===== Source extract
UK wants your ticks: dead, dry and properly packaged

By Jordan Strickler
University of Kentucky

The Kentucky Tick Surveillance Project is now accepting tick-testing submissions from Kentucky residents. This project, produced by the University of Kentucky Martin-Gatton College of Agriculture, Food and Environment, aims to improve knowledge about where ticks are found and the diseases they might carry.

The results help further public health research at the state level and alleviate concerns for citizens worried about tick-borne illnesses.

To ensure the safety and integrity of the samples, and to comply with postal regulations, participants are urged to follow strict guidelines when preparing ticks for submission:

  • Do not mail live ticks: Ensure that ticks are not alive when sent.
  • Avoid liquid alcohol: Do not send samples in containers of liquid rubbing alcohol.
  • Proper packaging: Avoid using only paper envelopes for mailing ticks as they may get damaged in mail processing machines.
  • Avoid taping ticks: Do not place ticks between pieces of tape.

Participants must complete a submission form before sending their tick sample. This form is crucial for processing and can be found at Samples without a completed form will not be accepted. Detailed instructions for preparing the tick sample, including necessary supplies and packaging steps, ensure samples arrive in good condition for testing.

Important Considerations:

  • Selective Testing: Ticks will not be tested for all possible pathogens. The project focuses on gathering data for surveillance purposes.
  • Notification Process: Submitters will only be contacted if their submissions test positive for pathogens. There will be no notification of negative results.
  • Backlog and Time: Due to the project’s volunteer nature, there is a testing backlog. Participants should expect delays.
  • Not a Substitute for Medical Care: If a tick has bitten you and has symptoms, seek immediate medical attention. Do not rely solely on submitting the tick for health decisions.

“Community involvement is the backbone of the Kentucky Tick Surveillance Project,” Larson said. “Every tick submitted is a piece of the puzzle in understanding our state’s tickborne disease landscape. We thank everyone who participates for their contribution to this important work.”

Please send all ticks to: Tick Surveillance Program, c/o Subba Palli, Department of Entomology,
S-225 Ag Science Center North, Lexington KY 40546-0091.
==========
== What you are asked to do ==
Decide whether each statement agrees with the tick surveillance article. Answer yes or no for each, and quote the words from the article that decide it.
(a) Submitters are told when their ticks test negative.
(b) Ticks should not be sent in containers of liquid rubbing alcohol.
(c) Every submitted tick is tested for all possible pathogens.
===== Information provided
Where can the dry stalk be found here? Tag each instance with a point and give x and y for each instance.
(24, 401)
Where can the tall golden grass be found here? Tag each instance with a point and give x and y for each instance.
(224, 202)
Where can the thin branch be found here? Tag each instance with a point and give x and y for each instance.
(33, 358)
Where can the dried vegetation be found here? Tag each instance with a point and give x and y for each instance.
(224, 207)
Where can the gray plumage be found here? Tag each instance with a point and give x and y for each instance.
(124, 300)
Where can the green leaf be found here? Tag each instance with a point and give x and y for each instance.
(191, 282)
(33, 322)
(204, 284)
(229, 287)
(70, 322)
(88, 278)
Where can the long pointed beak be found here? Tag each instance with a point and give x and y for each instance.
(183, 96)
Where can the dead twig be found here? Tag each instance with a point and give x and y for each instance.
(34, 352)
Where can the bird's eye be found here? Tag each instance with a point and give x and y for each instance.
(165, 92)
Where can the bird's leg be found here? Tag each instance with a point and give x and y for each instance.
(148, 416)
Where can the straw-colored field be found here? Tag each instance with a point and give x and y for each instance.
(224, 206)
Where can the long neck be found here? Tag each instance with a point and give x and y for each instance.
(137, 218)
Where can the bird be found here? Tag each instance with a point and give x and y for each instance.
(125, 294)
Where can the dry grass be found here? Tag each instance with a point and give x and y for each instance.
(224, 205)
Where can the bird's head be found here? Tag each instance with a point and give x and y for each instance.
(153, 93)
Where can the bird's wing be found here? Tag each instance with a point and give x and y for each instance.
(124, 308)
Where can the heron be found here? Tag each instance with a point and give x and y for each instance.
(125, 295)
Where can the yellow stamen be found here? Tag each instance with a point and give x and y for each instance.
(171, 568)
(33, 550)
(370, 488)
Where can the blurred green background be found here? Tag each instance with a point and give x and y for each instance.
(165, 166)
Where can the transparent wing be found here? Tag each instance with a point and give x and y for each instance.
==========
== Result of this exercise ==
(a) No: "There will be no notification of negative results."
(b) Yes: "Do not send samples in containers of liquid rubbing alcohol."
(c) No: "Ticks will not be tested for all possible pathogens."